Extracted items
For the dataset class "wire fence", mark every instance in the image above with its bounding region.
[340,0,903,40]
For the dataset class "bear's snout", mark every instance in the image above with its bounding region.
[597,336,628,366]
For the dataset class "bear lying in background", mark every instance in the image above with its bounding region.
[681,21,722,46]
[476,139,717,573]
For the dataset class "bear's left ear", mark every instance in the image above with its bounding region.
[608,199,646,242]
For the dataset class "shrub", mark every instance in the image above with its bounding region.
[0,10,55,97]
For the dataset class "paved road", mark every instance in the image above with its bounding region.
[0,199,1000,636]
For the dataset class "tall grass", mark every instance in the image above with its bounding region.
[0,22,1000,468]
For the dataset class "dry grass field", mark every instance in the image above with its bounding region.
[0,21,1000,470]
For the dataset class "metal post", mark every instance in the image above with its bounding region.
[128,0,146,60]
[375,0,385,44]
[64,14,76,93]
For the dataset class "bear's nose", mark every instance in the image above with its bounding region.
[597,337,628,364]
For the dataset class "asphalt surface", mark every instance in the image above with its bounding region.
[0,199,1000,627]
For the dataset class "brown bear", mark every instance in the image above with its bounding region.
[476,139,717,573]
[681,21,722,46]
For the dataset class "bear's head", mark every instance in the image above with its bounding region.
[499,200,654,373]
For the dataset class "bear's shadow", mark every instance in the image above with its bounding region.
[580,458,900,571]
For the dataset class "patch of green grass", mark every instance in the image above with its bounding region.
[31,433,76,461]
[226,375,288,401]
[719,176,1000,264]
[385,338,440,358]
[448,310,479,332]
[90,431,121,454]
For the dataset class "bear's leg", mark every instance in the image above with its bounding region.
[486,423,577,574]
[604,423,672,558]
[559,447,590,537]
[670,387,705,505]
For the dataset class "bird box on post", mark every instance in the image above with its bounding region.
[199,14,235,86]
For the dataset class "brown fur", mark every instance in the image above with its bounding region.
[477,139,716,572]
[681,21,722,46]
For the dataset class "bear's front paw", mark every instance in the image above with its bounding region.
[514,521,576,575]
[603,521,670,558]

- Short task
Which lines in the items above contain the word "post"? Gather every one of them and copy each out in full.

- Task answer
For the dataset class "metal post", mark every instance in the image above with its bounding region.
For the dataset class "bird box on post", mark every instance in the image above with its bounding region.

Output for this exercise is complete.